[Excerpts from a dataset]
:::::
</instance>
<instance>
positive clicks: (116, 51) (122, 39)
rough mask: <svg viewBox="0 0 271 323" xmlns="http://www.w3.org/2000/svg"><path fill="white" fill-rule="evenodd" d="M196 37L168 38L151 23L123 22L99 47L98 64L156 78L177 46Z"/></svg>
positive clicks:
:::::
◆ Action item
Your reply should consist of the records, copied exactly.

◆ Solution for this exercise
</instance>
<instance>
positive clicks: (116, 51) (122, 39)
rough mask: <svg viewBox="0 0 271 323" xmlns="http://www.w3.org/2000/svg"><path fill="white" fill-rule="evenodd" d="M196 37L168 38L151 23L123 22L99 47L98 64L156 78L177 46Z"/></svg>
positive clicks:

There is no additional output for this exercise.